■ TASK SET:
1. In the forum thread on partial matching against a dictionary, what framework is the asker working with?
2. Continue the forum thread on partial matching against a dictionary, starting after its last sentence.

■ EXERCISE TEXT:
════════════════

Partial match on a dictionary
-
14-04-2021 - |
문제
I am working with GATE (Java Based NLP Framework) and want to find words with partial match with a dictionary. For example I have a disease dictionary with following terms
Congestive cardiac failure
Congestive Heart Failure
Colon Cancer
.
.
.
Thousands of more terms
Let's assume I have as string "Father had cardiac failure last year"
from this string I want to identify "cardiac failure" as partial match because it occurs as part of a term in the dictionary.
I have seen some discussion on similar subject in Python, JS and C# but I am not sure what can help in such a case here. I wonder if I can utilize Aho-Corrasick over here.
해결책
The UIMA Concept Mapper annotator addon includes a functionality similar to what you are looking. You may consider:
- including using UIMA inside GATE: http://gate.ac.uk/userguide/chap:uima
- develop a similar component using the main ideas from the addon
다른 팁
Maybe you should use Lucene. Treat each line of the dictionary as a document, and each sentence in the text as a query.

════════════════

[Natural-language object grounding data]
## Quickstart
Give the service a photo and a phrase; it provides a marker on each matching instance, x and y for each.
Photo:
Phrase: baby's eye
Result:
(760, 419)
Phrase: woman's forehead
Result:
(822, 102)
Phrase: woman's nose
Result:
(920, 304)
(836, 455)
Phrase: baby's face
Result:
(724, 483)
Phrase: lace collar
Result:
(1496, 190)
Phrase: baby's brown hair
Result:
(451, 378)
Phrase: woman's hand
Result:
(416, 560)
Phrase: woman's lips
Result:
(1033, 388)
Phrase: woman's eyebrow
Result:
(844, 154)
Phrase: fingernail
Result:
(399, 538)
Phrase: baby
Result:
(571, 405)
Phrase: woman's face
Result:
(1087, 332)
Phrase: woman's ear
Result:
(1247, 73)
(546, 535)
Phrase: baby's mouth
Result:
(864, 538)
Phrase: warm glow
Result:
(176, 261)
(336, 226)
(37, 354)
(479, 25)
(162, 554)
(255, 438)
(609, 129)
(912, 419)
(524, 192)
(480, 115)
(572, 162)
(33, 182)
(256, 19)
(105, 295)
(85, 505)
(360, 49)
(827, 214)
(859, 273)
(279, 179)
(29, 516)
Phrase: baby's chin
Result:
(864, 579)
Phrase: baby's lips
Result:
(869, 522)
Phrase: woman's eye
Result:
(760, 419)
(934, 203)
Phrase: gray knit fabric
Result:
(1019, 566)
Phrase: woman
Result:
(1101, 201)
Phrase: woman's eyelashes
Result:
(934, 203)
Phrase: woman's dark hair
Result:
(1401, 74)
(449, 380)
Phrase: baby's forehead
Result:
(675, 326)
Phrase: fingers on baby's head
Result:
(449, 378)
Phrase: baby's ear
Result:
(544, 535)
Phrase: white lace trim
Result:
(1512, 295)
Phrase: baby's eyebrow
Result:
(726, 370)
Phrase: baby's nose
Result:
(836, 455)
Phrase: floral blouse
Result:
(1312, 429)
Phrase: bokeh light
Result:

════════════════

■ RESPONSES FOR EACH TASK:
1. GATE, a Java-based NLP framework.

2.
One question that arises is which substrings you want to include in the search. If you included all substrings just "Heart" would also be a match, but that is not really a disease. Maybe all right-aligned (word-)substrings (perhaps with length > 1) would be acceptable.
So one thing you could do is to train the Aho-Corrasick pattern matcher with the substrings you want to include. To keep the information from which dictionary term the substring came you probably need to modify the algorithm a bit (if keeping that information is important) or build another datastructure to look it up afterwards.
In any case I would convert the disease list and the documents you want to search to lower case before training/matching. If there is a chance of misspellings - there are also papers on fuzzy aho-corasick automata.